» Exercise aim:
Rewrite the rows below, changing every "bounding box" to "enclosing rectangle" and keeping all other text unchanged. Leave the pictures out of your version.

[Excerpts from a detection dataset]

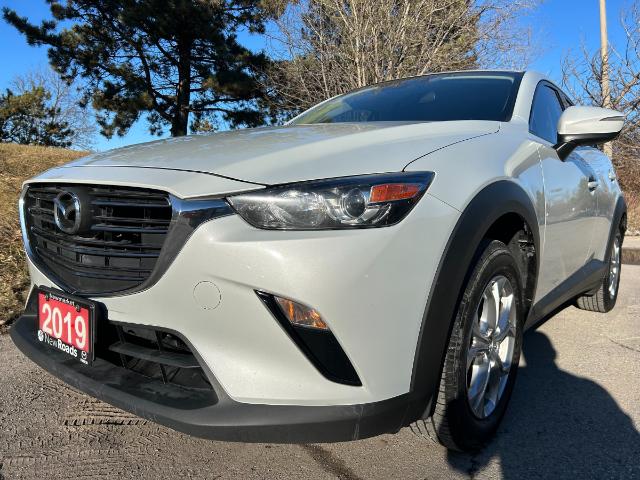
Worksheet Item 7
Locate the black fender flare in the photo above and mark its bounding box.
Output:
[604,195,627,265]
[404,180,540,424]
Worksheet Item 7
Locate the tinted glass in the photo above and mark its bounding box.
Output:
[293,73,521,124]
[529,85,562,143]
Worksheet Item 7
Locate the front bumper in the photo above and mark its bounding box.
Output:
[23,193,459,406]
[11,314,410,443]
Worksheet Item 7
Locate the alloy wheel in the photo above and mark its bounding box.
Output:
[466,275,517,419]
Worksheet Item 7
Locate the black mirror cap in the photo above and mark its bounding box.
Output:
[553,132,620,160]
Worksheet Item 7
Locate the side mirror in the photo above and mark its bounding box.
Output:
[553,107,625,160]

» Correct response:
Worksheet Item 7
Locate the black fender flare in the photo above and mark its enclosing rectangle.
Output:
[604,195,627,265]
[404,180,540,424]
Worksheet Item 7
Locate the tinted glass in the photo above and mark its enclosing rectangle.
Output:
[293,73,521,124]
[529,85,562,143]
Worksheet Item 7
Locate the front bumper in the photo above and mark its enclosing rectangle.
Output:
[23,193,459,406]
[11,314,410,443]
Worksheet Item 7
Locate the alloy wheel in the photo above and mark its enclosing rectangle.
Output:
[466,275,517,419]
Worksheet Item 7
Locate the black mirror cap in the photo above and mark its enclosing rectangle.
Output:
[553,132,620,160]
Worksheet Item 7
Locate the side mirror in the photo above and mark its enclosing rectangle.
Output:
[553,107,625,160]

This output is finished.